To do: Extend the passage below on college graduates and their job prospects, beginning directly after its final sentence.

Extract:
----------
The U. S. Department of Labor published a report that stated what some of us already knew: a lot of college graduates are having trouble finding suitable jobs, especially in their fields of study. They are increasingly unable to repay their student loans, and wind up back home, living with their parents in order to make ends meet.
Depending upon where we live, the pandemic has caused a pull-back in hiring, in a variety of industries. Even economically-challenged technology companies have let employees go. And yet, “help wanted” signs seem to be everywhere. Jobs are available, and not all of them require a college education. So, is that college education necessary?
A local career consultant says that for every job that pays in the 30-to-35-thousand-dollar range, it is not uncommon to get 200 resumes and many of them are overqualified for the position being offered. In some areas of the country, an entry level clerical position will generate scores of resumes from people with college degrees, even advanced degrees, who are willing and eager to work at jobs for which they are extremely overqualified.
----------
Data extracts:

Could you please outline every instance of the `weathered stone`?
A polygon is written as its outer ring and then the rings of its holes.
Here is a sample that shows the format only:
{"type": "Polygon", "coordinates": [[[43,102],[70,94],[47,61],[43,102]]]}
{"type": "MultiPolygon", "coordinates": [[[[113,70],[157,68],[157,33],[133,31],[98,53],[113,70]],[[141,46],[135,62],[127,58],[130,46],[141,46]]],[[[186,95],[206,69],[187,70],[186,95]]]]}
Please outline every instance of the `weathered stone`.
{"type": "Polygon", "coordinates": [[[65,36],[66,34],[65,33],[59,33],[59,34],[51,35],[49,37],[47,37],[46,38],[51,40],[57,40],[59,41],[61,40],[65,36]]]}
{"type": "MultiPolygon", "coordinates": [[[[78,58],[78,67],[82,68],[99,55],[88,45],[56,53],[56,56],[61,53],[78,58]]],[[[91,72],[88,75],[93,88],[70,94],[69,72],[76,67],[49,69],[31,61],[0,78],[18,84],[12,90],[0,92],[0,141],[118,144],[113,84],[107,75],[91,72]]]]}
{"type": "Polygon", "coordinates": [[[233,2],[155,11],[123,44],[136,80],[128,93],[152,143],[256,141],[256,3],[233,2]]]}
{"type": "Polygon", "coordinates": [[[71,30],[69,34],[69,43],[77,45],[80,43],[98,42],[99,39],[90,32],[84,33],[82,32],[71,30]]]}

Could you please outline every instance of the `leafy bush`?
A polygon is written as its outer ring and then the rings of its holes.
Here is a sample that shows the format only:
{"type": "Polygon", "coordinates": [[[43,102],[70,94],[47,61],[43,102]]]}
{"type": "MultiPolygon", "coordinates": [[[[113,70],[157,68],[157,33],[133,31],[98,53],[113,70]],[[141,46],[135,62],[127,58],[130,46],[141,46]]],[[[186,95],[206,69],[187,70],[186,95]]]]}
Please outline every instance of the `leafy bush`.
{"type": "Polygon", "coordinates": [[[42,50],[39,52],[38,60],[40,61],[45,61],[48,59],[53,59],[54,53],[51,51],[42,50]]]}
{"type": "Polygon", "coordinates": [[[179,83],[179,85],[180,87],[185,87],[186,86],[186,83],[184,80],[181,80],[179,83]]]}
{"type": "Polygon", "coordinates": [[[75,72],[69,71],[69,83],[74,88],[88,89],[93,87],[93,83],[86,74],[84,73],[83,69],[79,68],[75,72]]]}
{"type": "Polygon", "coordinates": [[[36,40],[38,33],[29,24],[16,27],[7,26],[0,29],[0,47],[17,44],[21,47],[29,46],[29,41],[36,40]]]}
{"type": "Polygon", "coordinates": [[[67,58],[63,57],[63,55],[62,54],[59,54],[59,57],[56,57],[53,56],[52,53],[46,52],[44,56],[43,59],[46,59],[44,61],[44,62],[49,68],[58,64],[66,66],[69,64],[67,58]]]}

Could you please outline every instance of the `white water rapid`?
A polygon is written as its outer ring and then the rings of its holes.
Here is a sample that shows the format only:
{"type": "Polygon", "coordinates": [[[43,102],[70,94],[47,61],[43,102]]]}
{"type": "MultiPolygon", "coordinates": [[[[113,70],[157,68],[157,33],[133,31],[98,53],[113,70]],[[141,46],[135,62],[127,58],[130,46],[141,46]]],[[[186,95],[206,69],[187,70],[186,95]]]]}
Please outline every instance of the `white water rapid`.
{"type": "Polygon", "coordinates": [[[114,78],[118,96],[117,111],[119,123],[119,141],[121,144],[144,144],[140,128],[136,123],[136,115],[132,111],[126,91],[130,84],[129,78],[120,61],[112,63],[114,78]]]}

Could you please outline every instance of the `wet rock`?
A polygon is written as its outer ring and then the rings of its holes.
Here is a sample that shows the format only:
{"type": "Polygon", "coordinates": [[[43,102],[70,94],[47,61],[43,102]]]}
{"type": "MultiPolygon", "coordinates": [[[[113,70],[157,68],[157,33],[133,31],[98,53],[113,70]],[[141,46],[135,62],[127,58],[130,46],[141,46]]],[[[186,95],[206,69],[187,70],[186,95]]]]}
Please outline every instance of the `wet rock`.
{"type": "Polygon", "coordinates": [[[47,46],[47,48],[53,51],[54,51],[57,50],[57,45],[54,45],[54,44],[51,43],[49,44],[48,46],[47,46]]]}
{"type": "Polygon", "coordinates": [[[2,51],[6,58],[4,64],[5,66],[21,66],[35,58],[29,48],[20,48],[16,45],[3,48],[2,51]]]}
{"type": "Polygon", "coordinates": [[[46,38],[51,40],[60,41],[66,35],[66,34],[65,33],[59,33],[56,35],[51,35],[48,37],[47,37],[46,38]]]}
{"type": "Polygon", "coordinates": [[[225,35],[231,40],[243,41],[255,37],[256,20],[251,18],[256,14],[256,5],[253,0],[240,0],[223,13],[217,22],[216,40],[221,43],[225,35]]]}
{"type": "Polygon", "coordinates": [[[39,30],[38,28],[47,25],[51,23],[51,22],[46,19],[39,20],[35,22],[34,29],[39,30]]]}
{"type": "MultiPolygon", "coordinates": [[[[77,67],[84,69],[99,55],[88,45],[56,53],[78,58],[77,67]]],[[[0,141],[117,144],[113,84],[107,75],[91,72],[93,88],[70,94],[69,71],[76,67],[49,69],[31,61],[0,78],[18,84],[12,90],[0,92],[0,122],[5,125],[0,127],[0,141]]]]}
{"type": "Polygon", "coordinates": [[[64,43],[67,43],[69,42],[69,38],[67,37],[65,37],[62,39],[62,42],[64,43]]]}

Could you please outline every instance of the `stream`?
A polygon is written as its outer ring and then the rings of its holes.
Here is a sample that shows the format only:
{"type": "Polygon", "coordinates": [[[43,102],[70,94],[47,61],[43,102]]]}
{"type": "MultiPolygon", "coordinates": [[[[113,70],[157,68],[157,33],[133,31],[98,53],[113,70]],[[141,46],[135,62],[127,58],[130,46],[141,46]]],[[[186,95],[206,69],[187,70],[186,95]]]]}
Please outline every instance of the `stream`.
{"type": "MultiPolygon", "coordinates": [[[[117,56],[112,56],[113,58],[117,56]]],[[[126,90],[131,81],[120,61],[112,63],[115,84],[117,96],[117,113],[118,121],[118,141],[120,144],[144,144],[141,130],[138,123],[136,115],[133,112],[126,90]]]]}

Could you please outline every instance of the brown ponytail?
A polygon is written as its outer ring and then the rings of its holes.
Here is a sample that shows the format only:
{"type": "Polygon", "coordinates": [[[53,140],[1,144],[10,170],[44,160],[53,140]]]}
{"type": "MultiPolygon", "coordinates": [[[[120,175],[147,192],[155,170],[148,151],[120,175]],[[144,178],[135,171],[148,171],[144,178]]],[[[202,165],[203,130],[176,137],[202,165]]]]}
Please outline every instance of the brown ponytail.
----------
Exercise result:
If a college degree no longer guarantees a decent job after graduation, why go? Why put oneself in long-term debt? Well, there are still compelling reasons for continuing our education. As columnist Charles Osgood once pointed out, “The reason for studying history, philosophy, the humanities and the arts and sciences is to better understand ourselves, each other, and the world around us.
“Going to college doesn’t give you all the answers. It doesn’t guarantee that someday you will live in a big house or drive a fancy car. But it does give you some exposure to the wisdom and the folly of the ages. The world has never been more complex than it is right now. Education helps to sort the wheat from the chaff . . . and real values from phony ones.”
Critical thinking skills have never been more valued or more needed. Higher education provides the knowledge and hones the intuition that allows us to see the world with a discerning eye and mind. College degrees may have lost a little of their allure, but higher education should not.